▸ WHAT YOU NEED TO DO
Print verbatim the lines of the listing below, starting with the line that contains "Wildlife camera trigger: the trail-cam image above contains dark" and stopping after the line that contains "280, 170, 304, 177".

Entries from a dataset
##########
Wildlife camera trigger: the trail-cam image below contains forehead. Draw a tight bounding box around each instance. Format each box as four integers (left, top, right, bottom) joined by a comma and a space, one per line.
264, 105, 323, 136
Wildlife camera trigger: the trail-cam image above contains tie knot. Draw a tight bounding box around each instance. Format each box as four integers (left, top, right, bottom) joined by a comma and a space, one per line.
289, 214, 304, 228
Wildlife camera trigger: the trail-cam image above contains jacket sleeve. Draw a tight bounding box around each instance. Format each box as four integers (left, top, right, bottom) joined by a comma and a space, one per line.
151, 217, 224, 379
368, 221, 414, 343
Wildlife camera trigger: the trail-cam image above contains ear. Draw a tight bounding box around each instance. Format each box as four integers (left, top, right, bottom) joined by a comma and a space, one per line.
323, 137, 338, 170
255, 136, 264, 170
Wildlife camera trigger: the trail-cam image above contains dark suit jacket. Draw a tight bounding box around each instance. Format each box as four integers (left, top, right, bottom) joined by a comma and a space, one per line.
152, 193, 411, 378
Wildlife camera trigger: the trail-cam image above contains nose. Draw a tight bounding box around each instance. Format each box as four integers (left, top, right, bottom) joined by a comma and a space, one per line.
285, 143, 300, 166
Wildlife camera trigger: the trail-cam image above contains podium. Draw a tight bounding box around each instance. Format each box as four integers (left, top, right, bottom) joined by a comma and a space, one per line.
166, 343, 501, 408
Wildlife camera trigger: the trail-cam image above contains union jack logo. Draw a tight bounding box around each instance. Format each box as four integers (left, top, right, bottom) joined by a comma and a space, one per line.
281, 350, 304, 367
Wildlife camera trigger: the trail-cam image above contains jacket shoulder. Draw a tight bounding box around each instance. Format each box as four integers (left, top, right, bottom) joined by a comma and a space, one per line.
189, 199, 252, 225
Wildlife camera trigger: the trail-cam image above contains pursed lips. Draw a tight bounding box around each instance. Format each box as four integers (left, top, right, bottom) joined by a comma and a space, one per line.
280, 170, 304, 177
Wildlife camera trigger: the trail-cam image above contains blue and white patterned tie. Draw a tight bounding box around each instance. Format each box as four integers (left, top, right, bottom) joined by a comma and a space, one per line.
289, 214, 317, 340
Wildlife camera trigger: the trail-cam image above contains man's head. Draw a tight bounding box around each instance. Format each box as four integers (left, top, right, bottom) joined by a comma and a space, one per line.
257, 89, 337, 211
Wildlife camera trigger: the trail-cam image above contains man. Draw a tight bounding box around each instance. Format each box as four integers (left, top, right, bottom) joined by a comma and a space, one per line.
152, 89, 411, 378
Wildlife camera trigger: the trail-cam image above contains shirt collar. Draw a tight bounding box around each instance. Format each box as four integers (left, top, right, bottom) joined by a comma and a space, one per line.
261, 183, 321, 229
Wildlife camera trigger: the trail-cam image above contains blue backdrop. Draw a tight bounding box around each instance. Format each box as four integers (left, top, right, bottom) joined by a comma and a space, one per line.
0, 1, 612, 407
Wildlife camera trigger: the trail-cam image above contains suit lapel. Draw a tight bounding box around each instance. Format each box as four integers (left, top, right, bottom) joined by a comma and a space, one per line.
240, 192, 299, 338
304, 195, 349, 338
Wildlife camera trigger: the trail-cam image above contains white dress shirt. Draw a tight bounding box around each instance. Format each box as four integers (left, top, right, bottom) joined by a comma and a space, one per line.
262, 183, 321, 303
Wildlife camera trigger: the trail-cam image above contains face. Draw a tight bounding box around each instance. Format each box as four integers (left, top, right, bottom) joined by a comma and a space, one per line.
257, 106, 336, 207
##########
▸ SOLUTION BELOW
Wildlife camera trigger: the trail-cam image above contains dark suit jacket. Draw a tight bounding box around each instance. Format each box as four integers (left, top, right, bottom) joined by a comma and a space, one per line.
152, 193, 411, 378
Wildlife camera trigger: the trail-cam image above contains nose. Draw a tight bounding box around each instance. Format each box as four integers (left, top, right, bottom) joined by a comma and a space, one per line.
285, 143, 300, 166
Wildlife camera trigger: the trail-cam image above contains podium. Draw a tight bounding box around each instance. Format each box as four integers (left, top, right, bottom) joined by a comma and a space, one per line.
166, 343, 501, 408
Wildlife camera trigger: the trail-cam image above contains union jack logo. Draw a tight bounding box around each instance. Format each box as four integers (left, top, right, bottom) joined by a comma and a space, one per line.
281, 350, 304, 367
Wildlife camera trigger: the trail-cam image above contains jacket shoulder. Draw a tight bounding box around each instance. Format each box as four integers (left, top, right, bottom) joined by a comma and a space, one per line.
189, 199, 252, 225
Wildlife camera trigger: the trail-cam image above contains pursed lips. Draw a tight bounding box around each instance. Format each box as four integers (left, top, right, bottom) joined by a comma and a space, one per line.
280, 170, 304, 177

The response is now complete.